La Habana.- La esquina de 19 y E, en el Vedado habanero, donde radica la sede de la Agencia Prensa Latina, se ha convertido en un símbolo perfecto de la descomposición nacional. A la suciedad habitual se le suman ahora las aguas albañales. Estas corren libres como si fueran dueñas del asfalto, bajando desde medianía de cuadra con una insolencia que solo puede nacer de la impunidad.

Dicen -o lo dice el periodista Mario Muñoz (https://www.facebook.com/1538055816/posts/10239892982292619/?rdid=PSBqJb3hpSoRBYNu#)- que un camión de Comunales llegó. El chófer dijo que podía arreglar el problema si le pagaban, y ante el silencio de la institución, o de los vecinos, se fue tan campante. La pregunta del conductor –¿Quién paga esto?– resuena como un eco tragicómico en un país donde nada funciona sin un sobre bajo la mesa.

Los periodistas de Prensa Latina, esos que narran las crisis ajenas desde sus despachos, ahora deben saltar charcos de aguas negras para entrar a trabajar. Han ido a quejarse a las instituciones pertinentes, pero de resultado, nada.

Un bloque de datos
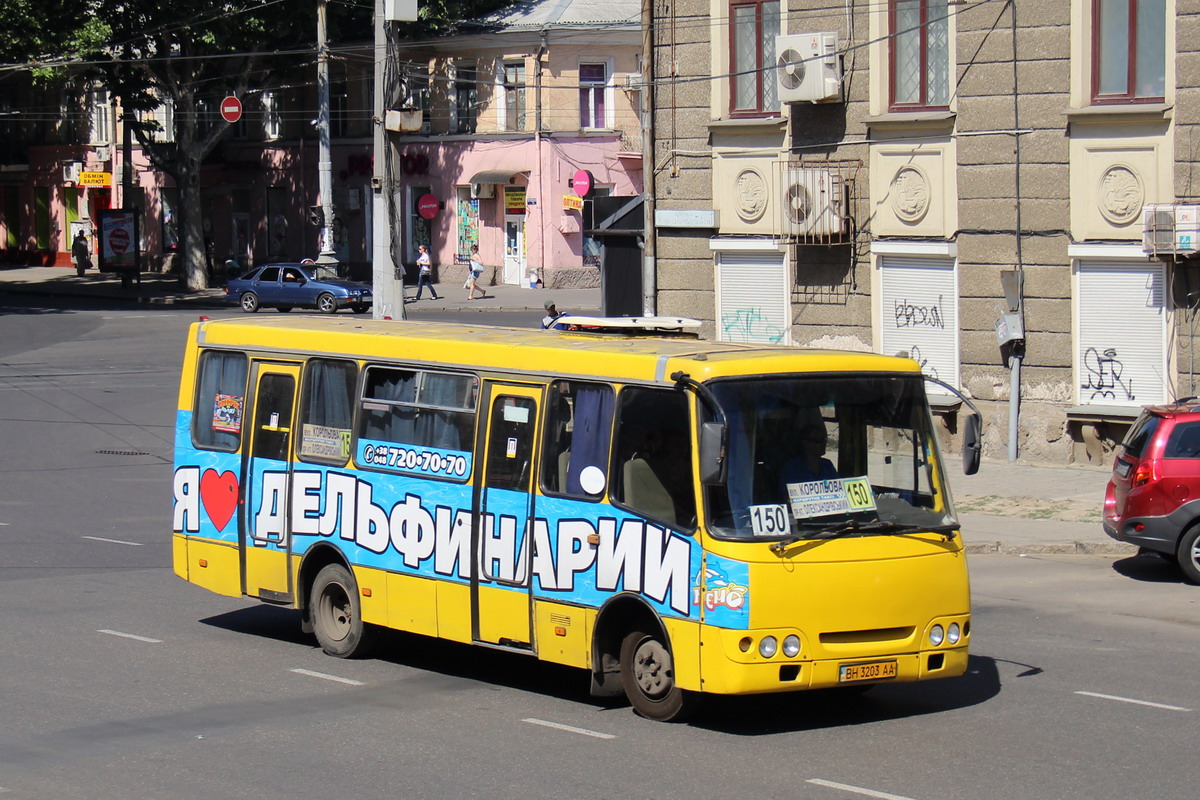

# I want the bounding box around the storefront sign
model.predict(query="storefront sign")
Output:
[416,194,442,219]
[79,173,113,186]
[571,169,596,197]
[504,186,526,213]
[221,95,241,124]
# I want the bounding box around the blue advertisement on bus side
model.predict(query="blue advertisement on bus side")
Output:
[173,414,750,628]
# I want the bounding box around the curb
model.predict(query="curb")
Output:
[964,541,1138,555]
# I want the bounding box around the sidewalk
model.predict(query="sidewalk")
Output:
[0,266,600,313]
[0,266,1136,555]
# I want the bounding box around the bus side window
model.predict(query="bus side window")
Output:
[192,350,248,452]
[296,359,359,467]
[359,367,479,470]
[613,389,696,528]
[541,380,613,500]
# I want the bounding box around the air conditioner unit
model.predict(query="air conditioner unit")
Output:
[1141,203,1200,255]
[62,161,83,184]
[780,168,846,237]
[775,32,841,103]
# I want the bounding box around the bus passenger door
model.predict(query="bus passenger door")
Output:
[470,381,541,652]
[240,361,300,603]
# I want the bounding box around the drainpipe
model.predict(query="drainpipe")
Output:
[641,0,658,317]
[1008,0,1025,461]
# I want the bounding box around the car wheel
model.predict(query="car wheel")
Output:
[1175,524,1200,583]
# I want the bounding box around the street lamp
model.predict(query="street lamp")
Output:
[317,0,337,265]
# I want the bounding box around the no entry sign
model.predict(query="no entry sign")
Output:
[221,95,241,122]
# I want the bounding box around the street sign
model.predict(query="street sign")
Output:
[221,95,241,124]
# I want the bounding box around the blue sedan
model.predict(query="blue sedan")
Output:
[226,264,371,314]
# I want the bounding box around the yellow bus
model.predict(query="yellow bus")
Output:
[173,315,978,721]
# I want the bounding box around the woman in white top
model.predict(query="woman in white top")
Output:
[467,245,487,300]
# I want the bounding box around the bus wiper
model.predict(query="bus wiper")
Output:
[770,519,958,554]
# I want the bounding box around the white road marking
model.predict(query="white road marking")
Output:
[290,669,366,686]
[83,536,142,547]
[522,717,617,739]
[805,777,912,800]
[96,627,162,644]
[1075,692,1192,711]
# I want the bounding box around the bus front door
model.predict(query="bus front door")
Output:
[470,383,541,652]
[240,361,300,603]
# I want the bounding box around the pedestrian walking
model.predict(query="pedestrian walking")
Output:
[467,245,487,300]
[71,230,91,277]
[416,245,440,300]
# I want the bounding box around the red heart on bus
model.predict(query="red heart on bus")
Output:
[200,469,238,530]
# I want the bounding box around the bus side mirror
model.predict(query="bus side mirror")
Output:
[700,422,726,486]
[962,414,983,475]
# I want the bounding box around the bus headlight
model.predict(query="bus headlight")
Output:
[784,633,800,658]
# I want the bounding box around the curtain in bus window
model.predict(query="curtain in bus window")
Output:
[415,373,474,450]
[362,369,416,443]
[192,351,247,452]
[566,384,613,495]
[296,359,358,463]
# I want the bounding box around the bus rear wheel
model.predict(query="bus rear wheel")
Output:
[620,631,698,722]
[308,564,373,658]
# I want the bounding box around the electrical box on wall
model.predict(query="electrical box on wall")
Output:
[775,32,841,103]
[1141,203,1200,255]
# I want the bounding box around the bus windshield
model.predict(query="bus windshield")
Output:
[706,373,958,539]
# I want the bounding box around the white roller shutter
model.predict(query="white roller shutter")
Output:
[880,255,959,393]
[716,251,792,344]
[1075,261,1169,405]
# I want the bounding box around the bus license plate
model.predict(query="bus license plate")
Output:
[838,661,896,684]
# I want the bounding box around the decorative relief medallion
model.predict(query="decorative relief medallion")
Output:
[1097,164,1146,225]
[892,166,929,222]
[733,169,767,222]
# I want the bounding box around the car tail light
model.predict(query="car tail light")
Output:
[1133,461,1158,486]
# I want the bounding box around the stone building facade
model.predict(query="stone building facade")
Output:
[650,0,1200,467]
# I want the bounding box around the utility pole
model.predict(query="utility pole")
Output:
[317,0,337,264]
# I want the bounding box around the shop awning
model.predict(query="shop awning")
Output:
[470,169,524,186]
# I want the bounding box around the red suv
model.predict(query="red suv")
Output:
[1104,397,1200,583]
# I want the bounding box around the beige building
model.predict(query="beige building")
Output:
[648,0,1200,465]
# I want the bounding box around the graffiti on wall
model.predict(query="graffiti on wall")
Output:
[721,308,784,344]
[1079,348,1136,401]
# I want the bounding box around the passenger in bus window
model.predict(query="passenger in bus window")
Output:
[782,422,838,497]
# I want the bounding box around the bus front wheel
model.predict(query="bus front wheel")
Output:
[308,564,372,658]
[620,631,697,722]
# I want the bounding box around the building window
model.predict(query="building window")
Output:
[580,64,608,128]
[888,0,950,109]
[730,0,780,116]
[502,62,527,131]
[1092,0,1166,103]
[452,61,479,133]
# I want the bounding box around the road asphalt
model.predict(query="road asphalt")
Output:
[0,266,1136,555]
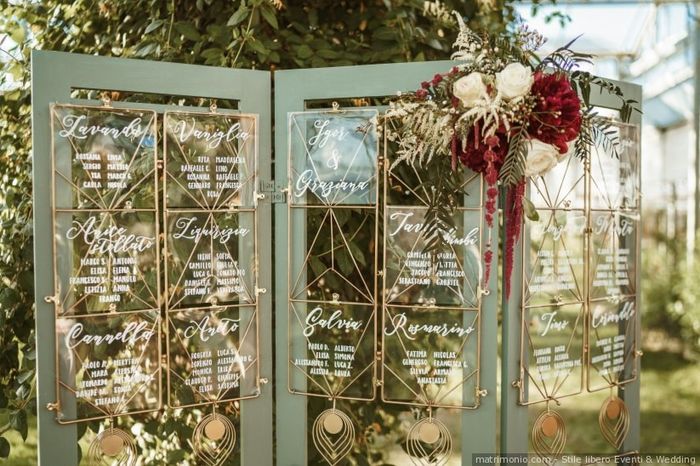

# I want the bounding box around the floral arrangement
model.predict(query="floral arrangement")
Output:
[386,15,637,292]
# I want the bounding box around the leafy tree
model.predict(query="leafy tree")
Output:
[0,0,556,464]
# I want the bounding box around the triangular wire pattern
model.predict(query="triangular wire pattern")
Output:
[54,210,160,315]
[289,208,376,303]
[163,111,258,210]
[523,209,586,306]
[381,120,490,409]
[51,104,157,210]
[56,310,161,423]
[520,303,585,404]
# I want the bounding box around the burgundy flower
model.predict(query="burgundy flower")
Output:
[528,72,581,154]
[457,127,508,174]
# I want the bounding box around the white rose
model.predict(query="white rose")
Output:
[452,71,488,107]
[525,139,559,176]
[496,63,535,99]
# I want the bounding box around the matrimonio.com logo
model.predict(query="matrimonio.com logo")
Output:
[472,453,698,466]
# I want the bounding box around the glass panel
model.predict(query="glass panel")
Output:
[166,211,255,309]
[588,298,638,390]
[51,105,156,210]
[385,206,482,308]
[289,109,379,205]
[521,304,584,403]
[164,112,257,209]
[591,123,640,210]
[529,156,586,209]
[55,211,159,315]
[590,211,639,299]
[289,208,377,303]
[289,301,376,400]
[383,306,479,407]
[56,311,160,422]
[523,210,586,306]
[168,306,259,407]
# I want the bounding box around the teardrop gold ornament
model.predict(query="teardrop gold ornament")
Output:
[192,412,236,466]
[530,408,566,464]
[406,416,452,466]
[88,427,137,466]
[312,408,355,466]
[598,395,630,450]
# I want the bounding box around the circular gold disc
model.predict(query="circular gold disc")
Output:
[323,413,343,435]
[418,422,440,445]
[542,415,559,437]
[605,399,622,419]
[204,419,226,441]
[100,434,124,456]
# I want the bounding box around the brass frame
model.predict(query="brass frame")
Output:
[286,107,380,402]
[161,109,266,409]
[514,120,641,406]
[381,117,484,410]
[45,101,163,424]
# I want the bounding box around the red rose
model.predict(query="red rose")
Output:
[528,71,581,154]
[457,128,508,174]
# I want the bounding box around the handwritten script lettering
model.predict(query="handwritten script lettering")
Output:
[183,316,240,341]
[389,212,479,246]
[67,322,155,349]
[591,301,635,328]
[174,118,250,149]
[309,120,348,148]
[294,170,370,198]
[384,312,474,340]
[58,115,146,139]
[304,307,362,337]
[173,217,250,244]
[66,217,155,254]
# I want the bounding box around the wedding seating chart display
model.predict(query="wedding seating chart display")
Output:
[381,121,488,464]
[516,122,640,456]
[163,111,260,464]
[47,104,161,461]
[288,108,379,464]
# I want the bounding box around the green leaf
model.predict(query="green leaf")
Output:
[297,44,314,59]
[0,437,10,458]
[10,409,29,441]
[226,5,249,26]
[260,6,279,29]
[523,197,540,222]
[143,19,165,34]
[175,21,201,41]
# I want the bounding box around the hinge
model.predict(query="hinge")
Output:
[258,180,287,204]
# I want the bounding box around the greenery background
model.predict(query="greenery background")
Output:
[0,0,700,464]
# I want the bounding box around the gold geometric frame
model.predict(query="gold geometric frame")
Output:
[287,107,379,402]
[163,109,267,408]
[514,120,640,406]
[381,120,490,410]
[45,102,162,424]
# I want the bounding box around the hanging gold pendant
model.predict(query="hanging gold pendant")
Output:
[598,395,630,450]
[192,412,236,466]
[406,416,452,466]
[312,408,355,466]
[88,427,136,466]
[530,409,566,464]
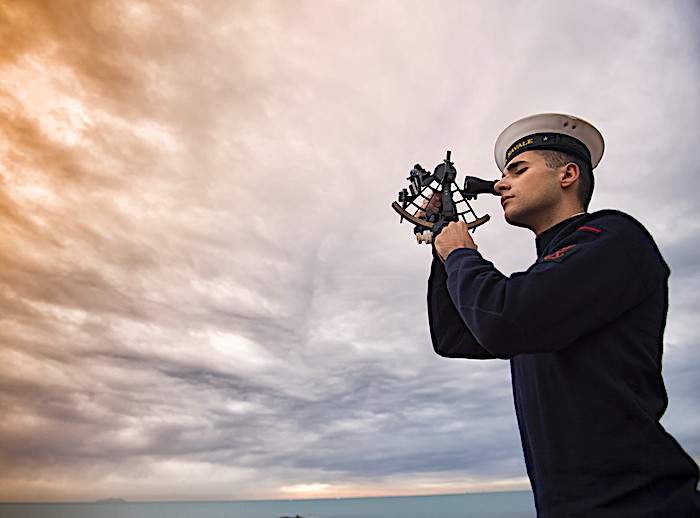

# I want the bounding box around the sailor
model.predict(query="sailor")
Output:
[428,113,700,518]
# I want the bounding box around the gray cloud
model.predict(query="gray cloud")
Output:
[0,1,700,506]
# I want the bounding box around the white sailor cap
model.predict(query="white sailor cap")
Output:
[494,113,605,172]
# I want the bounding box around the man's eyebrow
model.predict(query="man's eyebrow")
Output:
[504,160,527,176]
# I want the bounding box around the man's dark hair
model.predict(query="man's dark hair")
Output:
[538,149,593,210]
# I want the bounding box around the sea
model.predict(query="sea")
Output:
[0,491,537,518]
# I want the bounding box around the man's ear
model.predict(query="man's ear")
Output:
[561,162,581,189]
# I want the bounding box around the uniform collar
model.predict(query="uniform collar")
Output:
[535,212,587,257]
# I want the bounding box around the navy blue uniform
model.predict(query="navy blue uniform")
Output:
[428,211,700,518]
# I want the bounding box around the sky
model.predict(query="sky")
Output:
[0,0,700,501]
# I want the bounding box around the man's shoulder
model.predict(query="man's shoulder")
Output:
[579,209,665,265]
[584,209,653,241]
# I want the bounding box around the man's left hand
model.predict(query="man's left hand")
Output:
[435,221,478,263]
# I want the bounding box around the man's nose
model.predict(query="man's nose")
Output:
[493,177,510,192]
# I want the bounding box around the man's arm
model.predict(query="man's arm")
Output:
[428,254,507,359]
[445,214,668,356]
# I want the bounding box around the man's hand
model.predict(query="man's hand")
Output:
[435,221,478,263]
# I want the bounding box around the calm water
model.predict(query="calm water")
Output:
[0,491,536,518]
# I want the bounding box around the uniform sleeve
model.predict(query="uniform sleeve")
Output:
[428,250,508,359]
[445,218,668,356]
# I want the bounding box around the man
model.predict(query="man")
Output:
[428,114,700,518]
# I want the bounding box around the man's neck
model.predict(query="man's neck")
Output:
[532,207,586,236]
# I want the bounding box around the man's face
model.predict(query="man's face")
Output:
[495,151,562,232]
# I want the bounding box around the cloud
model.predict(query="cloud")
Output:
[0,0,700,506]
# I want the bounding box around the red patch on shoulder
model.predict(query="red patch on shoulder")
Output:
[539,245,578,263]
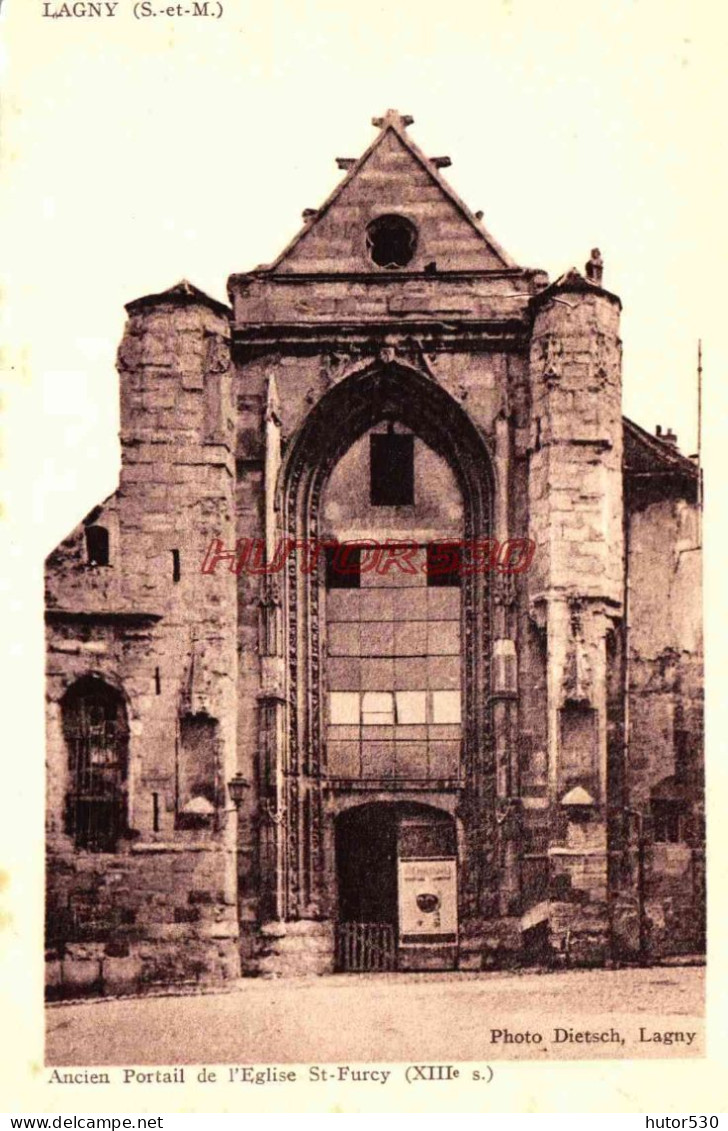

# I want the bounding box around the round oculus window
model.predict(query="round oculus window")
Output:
[366,215,417,270]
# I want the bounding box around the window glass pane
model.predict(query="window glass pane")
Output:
[362,691,395,726]
[329,691,359,726]
[370,432,415,507]
[397,691,427,725]
[432,691,460,723]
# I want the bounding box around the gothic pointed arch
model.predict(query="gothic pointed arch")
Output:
[271,361,496,918]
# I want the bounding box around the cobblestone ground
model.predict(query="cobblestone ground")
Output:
[46,967,704,1065]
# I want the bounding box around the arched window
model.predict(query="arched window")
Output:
[62,676,129,852]
[86,526,109,566]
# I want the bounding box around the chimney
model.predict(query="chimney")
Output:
[655,424,677,448]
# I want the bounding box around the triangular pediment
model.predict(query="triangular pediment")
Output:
[269,111,515,276]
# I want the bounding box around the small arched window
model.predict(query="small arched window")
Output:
[86,526,109,566]
[62,676,129,852]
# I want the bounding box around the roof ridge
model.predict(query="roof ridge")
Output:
[265,110,510,273]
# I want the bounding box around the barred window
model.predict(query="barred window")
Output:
[62,676,129,852]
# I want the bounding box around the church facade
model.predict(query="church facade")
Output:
[46,111,704,994]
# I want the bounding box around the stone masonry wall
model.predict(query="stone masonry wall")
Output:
[47,285,239,992]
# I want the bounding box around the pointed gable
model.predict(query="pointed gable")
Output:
[270,110,515,276]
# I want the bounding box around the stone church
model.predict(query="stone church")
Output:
[46,111,704,994]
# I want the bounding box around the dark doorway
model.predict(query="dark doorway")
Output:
[336,804,398,924]
[336,802,457,972]
[336,804,398,973]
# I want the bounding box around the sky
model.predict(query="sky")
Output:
[0,0,725,552]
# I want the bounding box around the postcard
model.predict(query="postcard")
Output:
[0,0,726,1125]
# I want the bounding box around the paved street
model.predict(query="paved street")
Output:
[46,967,704,1064]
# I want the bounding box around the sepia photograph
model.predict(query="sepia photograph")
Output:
[0,0,725,1111]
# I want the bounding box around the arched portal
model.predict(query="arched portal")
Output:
[265,363,496,936]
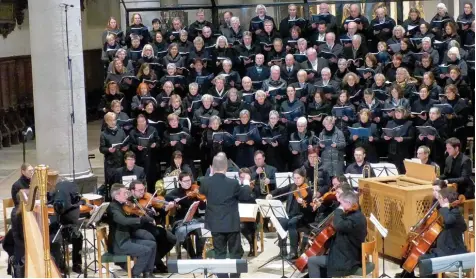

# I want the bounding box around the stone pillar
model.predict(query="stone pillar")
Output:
[28,0,92,184]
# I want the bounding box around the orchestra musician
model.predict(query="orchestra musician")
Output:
[129,180,176,273]
[200,152,255,278]
[111,151,146,185]
[395,187,468,278]
[440,138,474,199]
[165,171,206,259]
[107,183,157,278]
[238,168,259,257]
[249,150,276,198]
[266,168,314,260]
[308,191,367,278]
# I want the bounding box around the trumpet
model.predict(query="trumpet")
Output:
[258,167,269,195]
[362,165,372,178]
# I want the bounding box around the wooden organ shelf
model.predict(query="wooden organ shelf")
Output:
[359,161,436,259]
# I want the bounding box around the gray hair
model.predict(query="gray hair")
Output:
[240,109,250,117]
[296,116,307,125]
[212,152,228,172]
[208,115,221,125]
[202,94,213,102]
[448,47,461,59]
[269,110,279,118]
[255,4,267,14]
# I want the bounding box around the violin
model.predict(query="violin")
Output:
[122,201,147,217]
[139,191,168,209]
[293,183,309,208]
[311,191,337,210]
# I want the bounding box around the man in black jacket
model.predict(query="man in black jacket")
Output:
[440,138,474,199]
[200,152,255,278]
[308,191,367,278]
[112,151,146,186]
[107,184,157,278]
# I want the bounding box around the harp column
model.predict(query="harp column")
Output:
[28,0,92,188]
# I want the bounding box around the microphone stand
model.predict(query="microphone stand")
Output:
[60,3,76,181]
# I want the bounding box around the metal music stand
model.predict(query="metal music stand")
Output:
[78,202,109,278]
[370,163,398,177]
[275,172,293,189]
[256,199,296,278]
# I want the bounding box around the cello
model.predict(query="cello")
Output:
[402,201,443,272]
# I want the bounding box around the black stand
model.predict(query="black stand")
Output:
[379,236,391,278]
[60,4,76,181]
[258,203,296,278]
[22,127,33,163]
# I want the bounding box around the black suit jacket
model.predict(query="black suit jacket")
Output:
[440,153,474,199]
[107,200,140,253]
[200,173,255,233]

◆ TAREAS Y EJERCICIOS:
1 – ¿Puedes resumir en dos oraciones el texto sobre las aguas albañales?
2 – ¿Podrías continuar el texto sobre las aguas albañales desde el punto en que se detiene?

◆ RESPUESTAS ESPERADAS:
1 – En la esquina de 19 y E, en el Vedado habanero, donde está la sede de la Agencia Prensa Latina, a la suciedad habitual se suman ahora aguas albañales que corren libres por el asfalto. Según el periodista Mario Muñoz, el chófer de un camión de Comunales dijo que podía arreglar el problema si le pagaban y se fue, y los periodistas de la agencia, que ahora saltan charcos de aguas negras para entrar a trabajar, se han quejado ante las instituciones sin ningún resultado.

2 –
La peste, la falta de higiene y la desidia se han apoderado de la cuadra como una metáfora gigante de todo lo que huele a podrido en la isla. Aunque no trabaja en PL, la también periodista Iraida Calzadilla lo resume con un «terrible» que suena a resignación. Esto se repite en toda La Habana, como si la ciudad entera se estuviera derritiendo en su propia inmundicia.

Silvia Machado aporta el dato crudo: una amiga tiene rota la acometida de entrada a su casa. Le pidieron 80 mil pesos para arreglarla. Como no los tiene, sigue así. La vida en Cuba se ha reducido a una ecuación simple: o pagas en divisas o te ahogas en tu propia miseria.

Ahora la solidaridad tiene precio

El chófer de Comunales lo sabe, el gobierno lo sabe, y hasta el último ciudadano lo sabe. La solidaridad revolucionaria ahora tiene precio, y quien no pueda costearlo, que se acostumbre a nadar en la porquería.

La doctora Ana Teresa Badía, profesora de la Escuela de Periodismo, con esa lucidez que da el hastío, sentencia: «Toda La Habana es un gran basurero». Vivimos entre la basura, las aguas negras y la peste nauseabunda. Parece que el apocalipsis hubiera llegado sin hacer ruido, convertido en un vecino más que se instala en el portal de tu casa y se niega a irse.

La publicación de Mario Muñoz es la misma que podríamos hacer todos, un consuelo inútil ante la evidencia de que el país entero se descompone a velocidad de vértigo.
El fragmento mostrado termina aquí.